■ Passage for review ■
● ● ● ● ●
From Asking to Delegating: What Changes When AI Starts Doing the Work | The AI Leader Lab

You've probably used ChatGPT to tidy up an email or pull the details out of a long report. Useful stuff, but notice what's happening in that exchange: you ask, the model answers, and you do everything that comes next.

Agentic AI moves the line. Instead of answering, the model is connected to tools that carry out a task, or series of tasks. It opens files, runs steps, drafts the thing, checks its own work, and comes back when it needs you. That's a different relationship, and it changes the question a leader is actually facing.

Most of the AI conversation aimed at leaders right now is some version of "we need to use it", and "get your people using it." Roll out the licences, run a lunch-and-learn, count the logins and maybe the overall license cost.

The problem is that usage barely tells you anything once the tool can do the work. A team can all be "using AI" and have changed nothing about how the work happens. The better question than whether people are using it, is what they're actually handing over, and whether the work has been rebuilt around that or just sped up.

A 130-year-old lesson about electric motors

When factories first swapped steam engines for electric motors, productivity barely moved. The economist Paul David showed why (David, 1990). The factories kept their old steam-era layouts, with everything crowded around one central power source, and they simply dropped an electric motor where the steam engine used to sit. Same floor plan, but with a new motor.

The real gains came years later, when firms redesigned the factory floor around what electric power could now do. Smaller motors meant you could put power exactly where you needed it and rearrange the line however the work demanded. That redesign, not the motor itself, was the thing that mattered.
● ● ● ● ●
Spatial localization data:
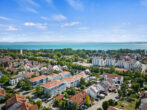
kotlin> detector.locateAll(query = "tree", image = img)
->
[36,100,42,108]
[85,95,90,107]
[102,101,109,110]
[97,108,102,110]
[110,66,115,73]
[0,75,9,84]
[132,82,140,92]
[36,85,43,95]
[70,102,79,110]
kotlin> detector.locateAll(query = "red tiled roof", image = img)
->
[30,75,47,82]
[0,89,6,97]
[56,94,64,99]
[61,71,69,74]
[103,73,121,80]
[107,106,119,110]
[70,91,88,105]
[64,76,78,82]
[43,80,63,88]
[6,94,26,110]
[16,102,39,110]
[140,92,147,99]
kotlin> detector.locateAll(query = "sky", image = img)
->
[0,0,147,42]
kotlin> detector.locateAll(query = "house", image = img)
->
[60,71,71,78]
[42,80,66,97]
[30,75,48,87]
[107,106,120,110]
[0,88,6,99]
[75,73,89,81]
[139,91,147,110]
[68,91,88,106]
[103,73,123,84]
[5,94,39,110]
[48,74,62,81]
[85,84,104,99]
[9,75,24,85]
[63,76,80,87]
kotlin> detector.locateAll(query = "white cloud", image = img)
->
[112,29,126,33]
[61,22,80,27]
[16,0,40,13]
[8,26,18,31]
[52,14,67,21]
[0,16,10,21]
[66,0,83,10]
[24,22,46,29]
[140,0,147,6]
[40,16,48,20]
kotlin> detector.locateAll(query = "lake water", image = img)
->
[0,42,147,50]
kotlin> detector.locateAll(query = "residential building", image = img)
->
[107,106,120,110]
[75,73,89,81]
[60,71,71,78]
[0,88,6,99]
[9,75,24,85]
[48,74,62,81]
[139,91,147,110]
[103,73,123,84]
[5,94,39,110]
[85,84,104,99]
[63,76,80,87]
[30,75,48,87]
[68,91,88,106]
[42,80,66,97]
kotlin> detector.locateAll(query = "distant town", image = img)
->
[0,48,147,110]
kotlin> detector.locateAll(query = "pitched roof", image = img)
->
[61,71,69,74]
[64,76,78,82]
[76,73,89,78]
[30,75,47,82]
[43,80,63,88]
[140,92,147,99]
[0,89,6,97]
[103,73,121,80]
[70,91,88,105]
[107,106,119,110]
[16,102,39,110]
[56,94,64,99]
[6,94,26,110]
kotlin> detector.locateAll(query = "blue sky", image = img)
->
[0,0,147,42]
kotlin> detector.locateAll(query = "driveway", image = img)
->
[87,93,118,110]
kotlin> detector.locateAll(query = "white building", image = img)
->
[42,80,66,97]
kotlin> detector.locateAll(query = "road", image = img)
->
[87,93,118,110]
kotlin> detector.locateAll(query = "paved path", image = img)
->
[87,93,118,110]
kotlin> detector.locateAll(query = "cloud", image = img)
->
[140,0,147,6]
[0,16,10,21]
[8,26,18,31]
[16,0,40,13]
[66,0,83,10]
[52,14,67,21]
[40,16,48,20]
[112,29,126,33]
[61,22,80,27]
[24,22,46,29]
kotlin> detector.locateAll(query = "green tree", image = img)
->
[102,101,109,110]
[85,95,90,107]
[0,75,9,84]
[36,100,42,108]
[110,66,115,73]
[36,85,43,95]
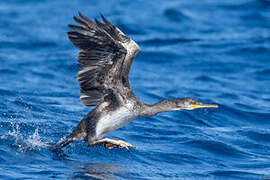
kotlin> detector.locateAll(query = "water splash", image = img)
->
[0,124,48,152]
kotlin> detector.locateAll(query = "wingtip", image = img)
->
[95,18,102,24]
[99,12,111,25]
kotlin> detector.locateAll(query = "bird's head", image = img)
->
[159,98,218,111]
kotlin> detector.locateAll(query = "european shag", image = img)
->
[51,12,218,150]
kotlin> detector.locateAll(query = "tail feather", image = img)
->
[49,137,74,151]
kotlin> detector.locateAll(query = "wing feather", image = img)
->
[67,12,141,106]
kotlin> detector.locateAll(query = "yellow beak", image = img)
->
[189,104,218,109]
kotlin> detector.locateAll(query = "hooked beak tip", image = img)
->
[190,104,219,109]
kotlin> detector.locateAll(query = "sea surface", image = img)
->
[0,0,270,180]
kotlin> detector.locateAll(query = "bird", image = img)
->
[51,12,218,150]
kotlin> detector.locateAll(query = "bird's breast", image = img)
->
[96,107,137,139]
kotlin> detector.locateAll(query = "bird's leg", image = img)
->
[89,138,136,150]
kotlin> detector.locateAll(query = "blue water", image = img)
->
[0,0,270,179]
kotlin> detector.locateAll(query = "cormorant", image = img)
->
[51,12,218,150]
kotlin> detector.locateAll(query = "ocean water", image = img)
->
[0,0,270,180]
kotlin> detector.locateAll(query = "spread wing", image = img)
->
[67,12,139,106]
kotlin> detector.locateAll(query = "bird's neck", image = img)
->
[141,100,173,117]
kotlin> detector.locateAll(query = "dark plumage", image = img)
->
[51,13,217,150]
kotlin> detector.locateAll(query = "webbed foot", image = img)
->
[89,138,137,151]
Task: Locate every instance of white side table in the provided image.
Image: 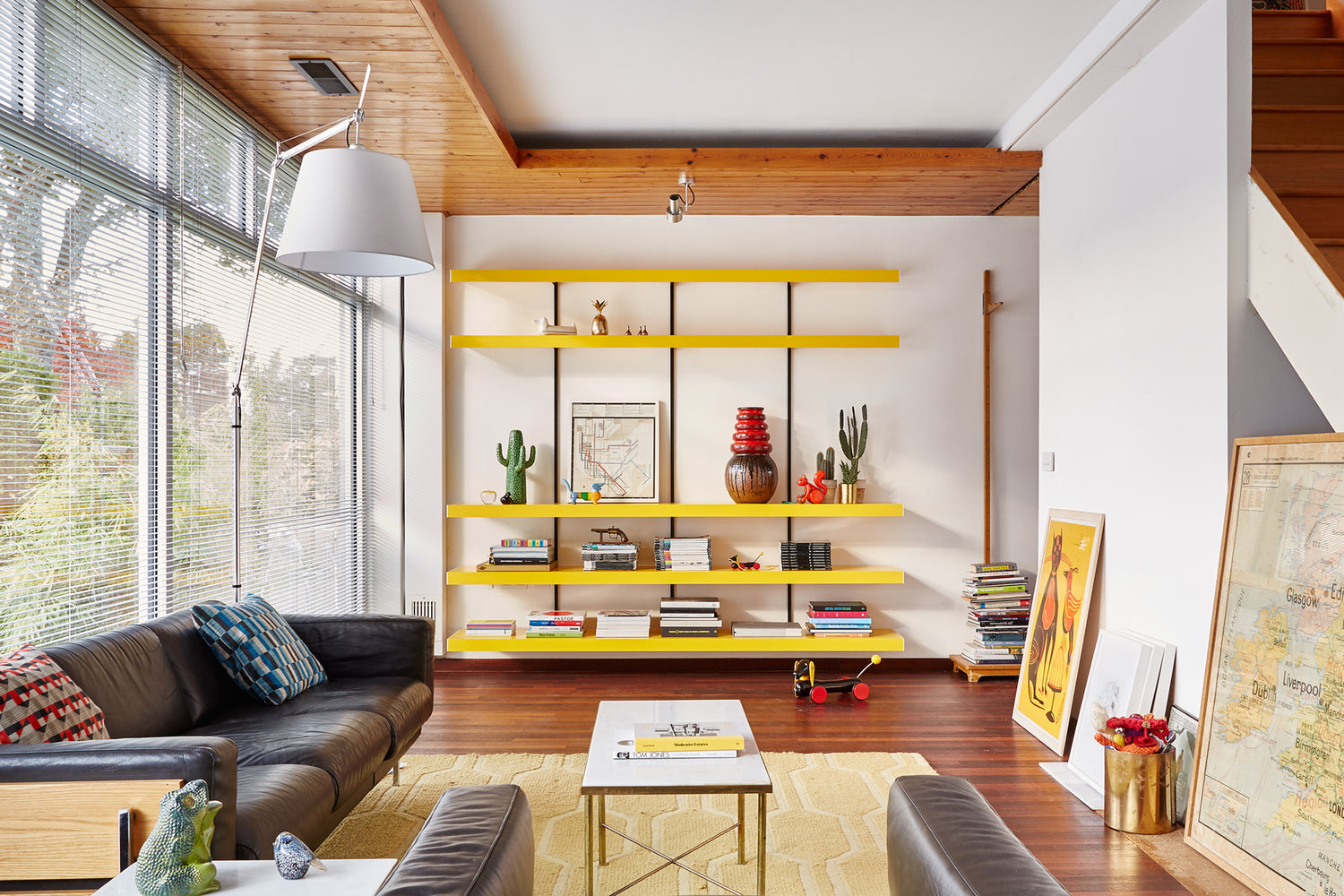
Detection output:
[94,858,397,896]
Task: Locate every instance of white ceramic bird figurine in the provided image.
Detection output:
[274,831,327,880]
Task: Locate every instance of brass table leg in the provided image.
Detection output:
[758,794,765,896]
[583,794,593,896]
[738,794,747,866]
[597,794,607,866]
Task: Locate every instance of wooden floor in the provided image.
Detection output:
[411,659,1187,896]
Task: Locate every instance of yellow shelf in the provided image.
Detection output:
[448,267,900,283]
[448,501,906,520]
[448,565,906,584]
[448,334,900,348]
[448,619,906,654]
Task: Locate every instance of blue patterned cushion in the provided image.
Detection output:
[191,594,327,707]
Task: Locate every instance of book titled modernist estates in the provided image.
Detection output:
[634,721,746,753]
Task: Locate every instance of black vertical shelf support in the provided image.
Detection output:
[551,282,561,610]
[669,280,676,601]
[780,280,793,622]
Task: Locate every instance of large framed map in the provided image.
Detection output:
[1185,434,1344,896]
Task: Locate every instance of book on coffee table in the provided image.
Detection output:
[612,734,738,759]
[634,721,746,753]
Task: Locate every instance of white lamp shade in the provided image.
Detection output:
[276,146,435,277]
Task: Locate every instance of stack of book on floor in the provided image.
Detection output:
[659,598,723,638]
[961,562,1031,665]
[583,541,640,570]
[733,619,803,638]
[653,536,710,570]
[780,541,831,570]
[597,610,650,638]
[527,610,583,638]
[808,600,873,638]
[467,619,513,638]
[612,721,746,759]
[478,538,556,573]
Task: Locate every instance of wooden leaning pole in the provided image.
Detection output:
[948,271,1019,681]
[980,265,1004,563]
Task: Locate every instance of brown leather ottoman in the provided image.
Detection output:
[887,775,1069,896]
[378,785,534,896]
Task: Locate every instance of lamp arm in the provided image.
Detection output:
[230,65,373,602]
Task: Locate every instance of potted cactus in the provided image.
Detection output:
[495,430,537,504]
[836,404,868,504]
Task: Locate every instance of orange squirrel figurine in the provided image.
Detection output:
[797,470,827,504]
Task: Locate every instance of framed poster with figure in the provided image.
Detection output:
[1012,508,1107,756]
[1185,433,1344,896]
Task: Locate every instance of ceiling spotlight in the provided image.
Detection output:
[667,175,695,224]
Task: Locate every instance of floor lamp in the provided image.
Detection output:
[233,68,435,600]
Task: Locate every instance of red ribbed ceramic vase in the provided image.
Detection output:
[723,407,780,504]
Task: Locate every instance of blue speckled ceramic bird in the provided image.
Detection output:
[274,831,327,880]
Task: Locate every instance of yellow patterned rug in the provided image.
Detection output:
[317,753,935,896]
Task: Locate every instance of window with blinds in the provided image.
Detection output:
[0,0,378,649]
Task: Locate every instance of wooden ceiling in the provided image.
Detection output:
[107,0,1040,215]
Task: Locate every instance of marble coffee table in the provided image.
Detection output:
[580,700,773,896]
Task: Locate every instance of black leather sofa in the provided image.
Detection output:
[0,608,435,860]
[887,775,1069,896]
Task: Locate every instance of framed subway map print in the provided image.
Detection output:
[570,401,659,503]
[1185,434,1344,896]
[1012,509,1107,756]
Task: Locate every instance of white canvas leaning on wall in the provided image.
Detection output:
[1040,629,1176,809]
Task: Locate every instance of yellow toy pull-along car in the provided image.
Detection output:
[793,654,882,702]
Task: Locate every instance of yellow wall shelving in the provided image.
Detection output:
[448,501,906,520]
[448,567,906,584]
[448,267,900,283]
[445,269,905,654]
[448,333,900,348]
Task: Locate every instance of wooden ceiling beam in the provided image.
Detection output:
[105,0,1042,215]
[519,146,1042,173]
[410,0,519,167]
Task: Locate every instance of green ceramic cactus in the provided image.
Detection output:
[495,430,537,504]
[840,404,868,484]
[136,780,223,896]
[817,447,836,479]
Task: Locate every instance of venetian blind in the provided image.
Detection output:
[0,0,368,648]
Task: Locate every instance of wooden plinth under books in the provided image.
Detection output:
● ● ● ● ●
■ Assignment 1 ■
Reproduce everything in the piece on delegating work to AI from "You've probably used" down to "overall license cost.".
■ Assignment 2 ■
Carry on the piece on delegating work to AI from the point where it stops.

■ Final answer 1 ■
You've probably used ChatGPT to tidy up an email or pull the details out of a long report. Useful stuff, but notice what's happening in that exchange: you ask, the model answers, and you do everything that comes next.

Agentic AI moves the line. Instead of answering, the model is connected to tools that carry out a task, or series of tasks. It opens files, runs steps, drafts the thing, checks its own work, and comes back when it needs you. That's a different relationship, and it changes the question a leader is actually facing.

Most of the AI conversation aimed at leaders right now is some version of "we need to use it", and "get your people using it." Roll out the licences, run a lunch-and-learn, count the logins and maybe the overall license cost.

■ Final answer 2 ■
Agentic AI is sitting at the early stage of that curve. Bolt it onto the old way of working and you get a faster version of what you already had. The bigger shift comes from rebuilding the work around what can now be delegated. In my own framework I call the bolt-on version Addition, and the rebuilt version Multiplication. The history says the second one is where the value lives, and it takes deliberate and persistent effort to get there.

The elephant in the room

The clearest data on all this comes from a recent OpenAI study of its own coding-and-work agent, Codex. OpenAI researchers, studying OpenAI's own product, using OpenAI's own staff as the headline example. It's worth reading with that firmly in mind, and the authors say so themselves: their own employees are not representative of a normal organisation. Internally there are no usage limits, nearly everyone is fluent with the tools, and the buy-in is total.

Of course the numbers look extreme.

So I'm not treating their frontier figures as a target, I'm treating them as a picture of what this looks like when every obstacle is taken away. And the structural lesson underneath, the electric-motor point, doesn't depend on OpenAI at all. It rests on decades of independent work on why new technologies take so long to pay off. The gains from a new technology tend to arrive later, because firms have to rebuild themselves around it before the payoff shows up.

As the work shifts toward delegation, the people who can frame a task well and judge whether it came back right get more valuable, not less (Tambe, 2026). And the delegation argument the OpenAI paper leans on traces back, in part, to a study from Anthropic, one of its own rivals (Hitzig et al., 2026). I find that quietly reassuring, when two competitors land on the same finding, it's usually because the finding is real.

The size of what people hand over is climbing fast

One number in the OpenAI study stands out. Among ordinary individual users, not OpenAI staff, the share handing the model a task that would take a person an hour or more climbed from 35.4% last December to 70.2% by May. The eight-hour version, a full working day of effort, went from 2.1% to 25.6% over the same six months. A quarter of users now delegating a day's work in one go, where six months earlier almost nobody did.

OpenAI: Distribution of users by peak task complexity

That's the shift in a couple of figures. The work people hand over is getting bigger, and quickly.

What actually happened in the non-technical teams

Here's the bit that I think matters most for someone who isn't a software engineer.

Inside OpenAI, the agentic tool started where you'd expect, with the developers. Then it spread outwards to other teams and the striking example is legal and recruiting.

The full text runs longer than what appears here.